**EXERCISE PASSAGE**
-=-=-
Bluefield Daily Telegraph, Bluefield, WV

Local News

December 19, 2012

Suspected embezzlement: Police probe underway

BLUEFIELD —  City officials confirmed Tuesday a state police investigation is underway into the alleged embezzlement of approximately $5,000 in cash from the city of Bluefield.

The state police investigation into alleged embezzlement by the city’s chief financial officer began in November. City Attorney Brian Cochran said the Internal Revenue Service had levied three of the city’s bank accounts for penalties associated with the late payments and filings of employee payroll taxes, but the city administration was not informed. City officials met with the CFO on Nov. 19 to discuss the levy, and Cochran said the CFO resigned as a result.

Claude Crigger served as chief financial officer of the city until November.

“During this meeting, it was discovered that in April 2012 the CFO had received previous notice from the IRS that the city would incur this penalty and that the CFO failed to disclose this important information to anyone in the city administration,” Cochran said. “Although the failure to disclose this important information resulted in the city’s inability to exercise any possible appeal procedures, the city is currently and actively seeking relief from these penalties of approximately $14,000.”

Cochran said further investigation by city officials discovered approximately $5,000 had also been embezzled from city accounts.

“In connection with investigating the IRS issue, the city received additional information of possible theft of city money,” Cochran said. “Once this information was confirmed, the city immediately contacted the West Virginia State Police and requested an investigation be conducted as quickly and thoroughly as possible. On Wednesday, Dec. 14, the West Virginia State Police contacted (City Manager Jim) Ferguson and informed him that they have determined through their investigation — which included an interview with the former CFO — that the former CFO had illegally converted city money for his own personal use. The city is continuing to review all of its accounts and finances, and at this time, it appears that approximately $5,000 in cash has been embezzled.”

Presently, Cochran said the city owes no money to the federal government.

“They levied a penalty from the first quarter of 2012 where the filing wasn’t correct or wasn’t made on time,” Cochran said. “The chief financial officer didn’t tell anyone and apparently tried to fix the issue himself. The mayor, city manager and myself were not made aware of this issue until November when we found out the federal government had levied the bank accounts. The government took $14,000 out of our accounts. The bank had the money taken out automatically. We have paid everything we owed. We are current on all of our payroll taxes and everything the city owes to the government. We owe no other penalties.”

Mercer County Prosecuting Attorney Scott Ash said the West Virginia Bureau of Criminal Investigation is handling investigation into the theft of city funds. Ash said no charges have been filed at this time due to the ongoing investigation.
-=-=-
**DATASET EXTRACT**

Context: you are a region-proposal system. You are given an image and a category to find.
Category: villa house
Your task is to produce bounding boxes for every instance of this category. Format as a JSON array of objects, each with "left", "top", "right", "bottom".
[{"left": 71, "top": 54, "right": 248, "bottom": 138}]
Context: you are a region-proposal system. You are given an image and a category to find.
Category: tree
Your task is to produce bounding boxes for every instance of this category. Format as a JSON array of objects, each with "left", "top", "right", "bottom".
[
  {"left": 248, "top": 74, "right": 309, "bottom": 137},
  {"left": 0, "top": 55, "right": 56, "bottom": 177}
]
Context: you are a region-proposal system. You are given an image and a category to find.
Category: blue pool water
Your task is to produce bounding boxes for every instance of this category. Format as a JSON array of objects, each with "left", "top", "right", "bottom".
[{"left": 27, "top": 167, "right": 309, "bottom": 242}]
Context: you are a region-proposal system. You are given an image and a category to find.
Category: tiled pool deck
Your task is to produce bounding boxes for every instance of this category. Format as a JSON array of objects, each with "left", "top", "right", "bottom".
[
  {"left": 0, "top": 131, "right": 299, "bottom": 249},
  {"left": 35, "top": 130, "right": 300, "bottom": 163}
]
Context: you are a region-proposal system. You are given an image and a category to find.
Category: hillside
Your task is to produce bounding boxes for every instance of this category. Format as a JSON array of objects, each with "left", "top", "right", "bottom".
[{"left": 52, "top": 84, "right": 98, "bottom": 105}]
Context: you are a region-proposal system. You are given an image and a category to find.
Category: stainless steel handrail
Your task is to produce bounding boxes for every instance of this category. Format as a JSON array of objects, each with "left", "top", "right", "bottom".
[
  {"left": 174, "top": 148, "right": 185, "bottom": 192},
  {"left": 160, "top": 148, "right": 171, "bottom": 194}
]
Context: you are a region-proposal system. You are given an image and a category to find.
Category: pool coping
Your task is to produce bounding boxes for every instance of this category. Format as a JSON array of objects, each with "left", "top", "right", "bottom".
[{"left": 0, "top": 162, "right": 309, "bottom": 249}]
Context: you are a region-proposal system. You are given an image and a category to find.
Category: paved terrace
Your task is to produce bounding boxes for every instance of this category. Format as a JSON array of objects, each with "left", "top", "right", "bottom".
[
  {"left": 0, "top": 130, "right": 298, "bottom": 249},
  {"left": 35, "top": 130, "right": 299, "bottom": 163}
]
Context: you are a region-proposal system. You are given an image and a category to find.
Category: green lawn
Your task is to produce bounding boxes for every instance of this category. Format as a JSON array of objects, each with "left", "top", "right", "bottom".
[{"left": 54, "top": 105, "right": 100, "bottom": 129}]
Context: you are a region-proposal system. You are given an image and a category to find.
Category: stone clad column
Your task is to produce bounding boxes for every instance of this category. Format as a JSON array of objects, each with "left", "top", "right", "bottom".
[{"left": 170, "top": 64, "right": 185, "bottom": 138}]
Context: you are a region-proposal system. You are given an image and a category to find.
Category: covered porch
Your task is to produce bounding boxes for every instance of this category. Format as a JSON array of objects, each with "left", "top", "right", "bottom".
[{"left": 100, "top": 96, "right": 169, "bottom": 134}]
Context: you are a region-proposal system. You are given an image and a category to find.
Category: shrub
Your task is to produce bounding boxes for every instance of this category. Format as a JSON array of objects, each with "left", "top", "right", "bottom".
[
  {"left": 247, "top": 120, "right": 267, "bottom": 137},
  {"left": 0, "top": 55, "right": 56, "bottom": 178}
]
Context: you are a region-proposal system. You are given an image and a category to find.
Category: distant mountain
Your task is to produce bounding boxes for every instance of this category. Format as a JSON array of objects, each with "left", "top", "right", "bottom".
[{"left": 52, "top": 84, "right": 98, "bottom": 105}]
-=-=-
**PROBLEMS TO WORK ON**
1 > In the embezzlement article, how much money did the federal government take out of the city's accounts?
2 > Say whether each statement agrees with the embezzlement article, answering yes or no and quoting the words that decide it.
(a) The chief financial officer resigned after meeting with city officials on Nov. 19.
(b) Charges have already been filed over the theft of city funds.
(c) The city still owes money to the federal government.
3 > From the embezzlement article, reproduce word for word the passage between "Suspected embezzlement: Police" and "as a result.", inclusive.

**ANSWERS TO THIS EXERCISE**
1 > $14,000

2 >
(a) Yes: "City officials met with the CFO on Nov. 19 to discuss the levy, and Cochran said the CFO resigned as a result."
(b) No: "Ash said no charges have been filed at this time due to the ongoing investigation."
(c) No: "Presently, Cochran said the city owes no money to the federal government."

3 >
Suspected embezzlement: Police probe underway

BLUEFIELD —  City officials confirmed Tuesday a state police investigation is underway into the alleged embezzlement of approximately $5,000 in cash from the city of Bluefield.

The state police investigation into alleged embezzlement by the city’s chief financial officer began in November. City Attorney Brian Cochran said the Internal Revenue Service had levied three of the city’s bank accounts for penalties associated with the late payments and filings of employee payroll taxes, but the city administration was not informed. City officials met with the CFO on Nov. 19 to discuss the levy, and Cochran said the CFO resigned as a result.